- What to work on
Please swap "dog's" for "puppy's" in everything from the line containing "Task: indicate one point on every instance of the dog's mouth" down to the end of the items below, and give only those lines back with nothing else changed.

[Saved entries]
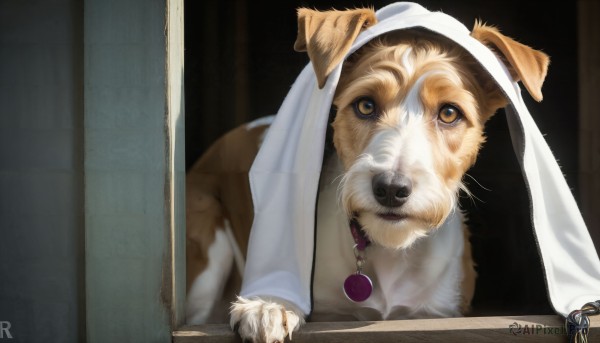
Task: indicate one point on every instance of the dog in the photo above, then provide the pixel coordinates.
(407, 123)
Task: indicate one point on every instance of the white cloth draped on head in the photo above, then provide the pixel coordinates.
(284, 181)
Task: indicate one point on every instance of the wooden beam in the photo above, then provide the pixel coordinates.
(467, 329)
(589, 120)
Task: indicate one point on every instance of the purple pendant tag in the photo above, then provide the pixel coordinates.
(358, 287)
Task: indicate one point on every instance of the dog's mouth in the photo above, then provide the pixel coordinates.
(393, 217)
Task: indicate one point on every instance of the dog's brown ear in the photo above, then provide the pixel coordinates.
(524, 63)
(327, 36)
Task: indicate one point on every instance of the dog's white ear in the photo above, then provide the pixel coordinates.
(328, 35)
(524, 63)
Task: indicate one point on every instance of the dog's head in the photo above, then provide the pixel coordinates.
(411, 107)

- Response for this exercise
Task: indicate one point on every instance of the puppy's mouth in the photo above, then provide the pixel coordinates.
(393, 217)
Task: indicate one point on every instance of the puppy's brown ear in the photo above, then provide the pixel coordinates.
(524, 63)
(327, 36)
Task: indicate one point on every instance of the puppy's white ear in the photo above, then provide the pixel coordinates.
(328, 35)
(524, 63)
Task: indicate one point on every instance of the puppy's head in the photo above, then provide the pixel coordinates.
(411, 107)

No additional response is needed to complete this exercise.